_Data for processing_.
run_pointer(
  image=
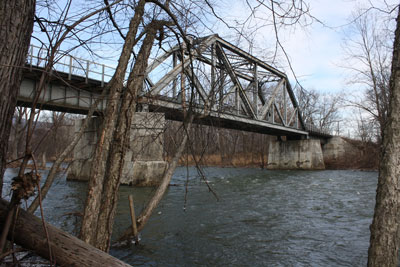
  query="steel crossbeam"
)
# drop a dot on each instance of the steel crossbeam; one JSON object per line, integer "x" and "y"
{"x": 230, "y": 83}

_Stated exercise_. Rewrite the data with "crossbeam" changed to "girder" everywhere and nothing else altered. Omit the pictures from your answer.

_Task result_.
run_pointer(
  image=
  query="steel girder"
)
# drop a dot on each instance of the steel girder; one JSON object per line, integer "x" and "y"
{"x": 230, "y": 83}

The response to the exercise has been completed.